_ABOUT THIS EXERCISE_:
What you return must match the records exactly, except that the pictures are gone.

_DATASET CONTENT_:
======

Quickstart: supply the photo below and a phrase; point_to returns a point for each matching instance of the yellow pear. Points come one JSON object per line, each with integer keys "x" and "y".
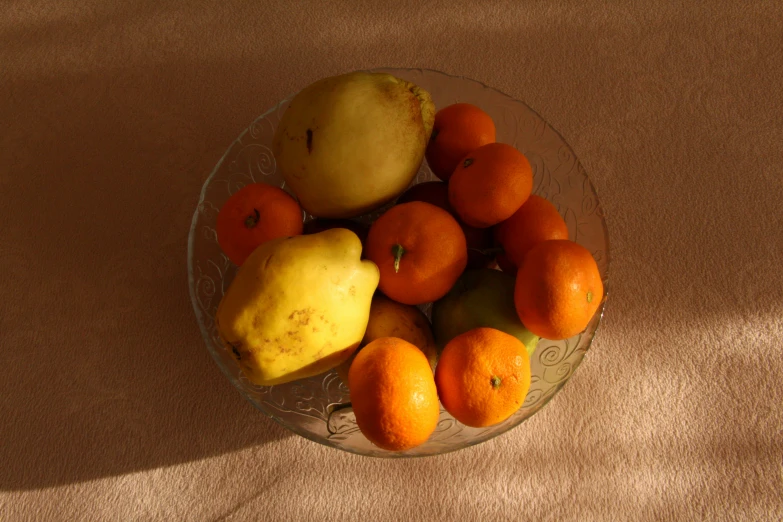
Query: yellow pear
{"x": 298, "y": 306}
{"x": 349, "y": 144}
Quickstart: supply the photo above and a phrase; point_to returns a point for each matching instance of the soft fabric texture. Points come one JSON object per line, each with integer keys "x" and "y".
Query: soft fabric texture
{"x": 113, "y": 115}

======

_EXERCISE ANSWER_:
Quickstart: supply the photo below and a phrase; point_to returns a point for each matching instance of the yellow pear. Points come one JSON object per line, each with integer keys "x" and "y".
Query: yellow pear
{"x": 298, "y": 306}
{"x": 349, "y": 144}
Quickstart: supply the photo above and a phrase; point_to returns a point for each matching instance of the soft fabric texture. Points come one JSON object per line, each with integer keys "x" and "y".
Query: soft fabric texture
{"x": 113, "y": 115}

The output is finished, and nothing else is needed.